La Nuit étoilée, de Van Gogh : 

Selon Ben Harvey, un chercheur du département de psychologie de l’université de Coimbra, au Portugal, c’est sans doute parce que Google a recréé la vision du cerveau humain. Il ajoute d’ailleurs que « la classe des hallucinogènes, parmi lesquels on retrouve les champignons magiques, le LSD ou la mescaline, altère la perception ». Et si l’entreprise américaine a obtenu un résultat intéressant et constructif, ces résultats sont-ils pour autant une preuve qu’une machine est capable de créativité ?

Pour répondre à la question de la présence – ou non – d’une réelle créativité artificielle, le professeur Mark Riedl a eu l’idée d’un nouveau test. Ce chercheur de l’Institut de technologie de Géorgie, aux USA, propose de demander à une machine de confectionner un poème, une peinture ou une histoire convaincante. Il affirme d’ailleurs qu’« il n’y aucune raison théorique pour que les ordinateurs ne puissent effectuer de tâches créatives, mais il n’y a pas encore de modèle général de la créativité pour le vérifier ».

» **TRAVAIL À FAIRE**:
**1.** Répondez à ces questions sur l'extrait consacré à la créativité des machines :
(a) Dans quelle université travaille Ben Harvey ?
(b) Quels hallucinogènes sont cités en exemple ?
(c) Que Mark Riedl propose-t-il de demander à une machine ?
**2.** Poursuivez l'extrait sur la créativité des machines à partir de sa dernière phrase.

» **LIGNES FOURNIES**:
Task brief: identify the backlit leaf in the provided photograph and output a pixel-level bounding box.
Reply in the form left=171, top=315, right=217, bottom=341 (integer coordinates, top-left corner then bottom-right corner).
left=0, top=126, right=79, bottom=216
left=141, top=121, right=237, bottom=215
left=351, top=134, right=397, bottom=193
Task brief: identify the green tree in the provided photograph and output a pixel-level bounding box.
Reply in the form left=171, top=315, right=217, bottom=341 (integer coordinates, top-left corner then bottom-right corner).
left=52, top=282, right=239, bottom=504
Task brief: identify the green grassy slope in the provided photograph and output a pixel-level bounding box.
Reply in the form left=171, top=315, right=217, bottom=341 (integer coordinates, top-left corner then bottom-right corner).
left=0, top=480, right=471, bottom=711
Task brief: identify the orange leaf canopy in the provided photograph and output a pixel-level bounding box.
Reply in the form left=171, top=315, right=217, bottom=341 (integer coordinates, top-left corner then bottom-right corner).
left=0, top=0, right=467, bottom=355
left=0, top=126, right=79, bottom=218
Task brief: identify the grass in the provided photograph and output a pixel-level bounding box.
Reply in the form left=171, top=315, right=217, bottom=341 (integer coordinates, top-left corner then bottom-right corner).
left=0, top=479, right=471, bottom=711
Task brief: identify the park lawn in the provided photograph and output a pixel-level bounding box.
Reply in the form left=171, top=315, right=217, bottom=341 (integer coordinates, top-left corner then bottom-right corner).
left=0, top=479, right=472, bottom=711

» **RÉPONSES ATTENDUES**:
**1.**
(a) À l'université de Coimbra, au Portugal, dans le département de psychologie.
(b) Les champignons magiques, le LSD et la mescaline.
(c) De confectionner un poème, une peinture ou une histoire convaincante.

**2.**
Mark Riedl : 

Mais Mark Riedl a peut-être identifié le principal problème à la créativité artificielle : le manque de données. Selon lui, « le monde réel est le plus grand ensemble de données. Les humains vivent dans un monde riche et complexe, et rencontrent beaucoup de choses. Nous voyons les arbres, les paysages, nous parlons, communiquons, faisons des blagues. Mais un ordinateur, lui, ne sait rien jusqu’à ce que nous lui fournissions des données. » Reste que même avec un immense catalogue, rempli de milliers de photos et de tableaux célèbres, les machines n’ont pas le potentiel créatif d’un homme. Seule solution avancée par le professeur Riedl : personnifier la machine, lui fournir une enveloppe physique. « Si nous pouvions les personnifier, les ordinateurs pourraient commencer à expérimenter le monde comme nous le faisons, même s’ils verraient certainement le monde différemment et créeraient peut-être différemment. »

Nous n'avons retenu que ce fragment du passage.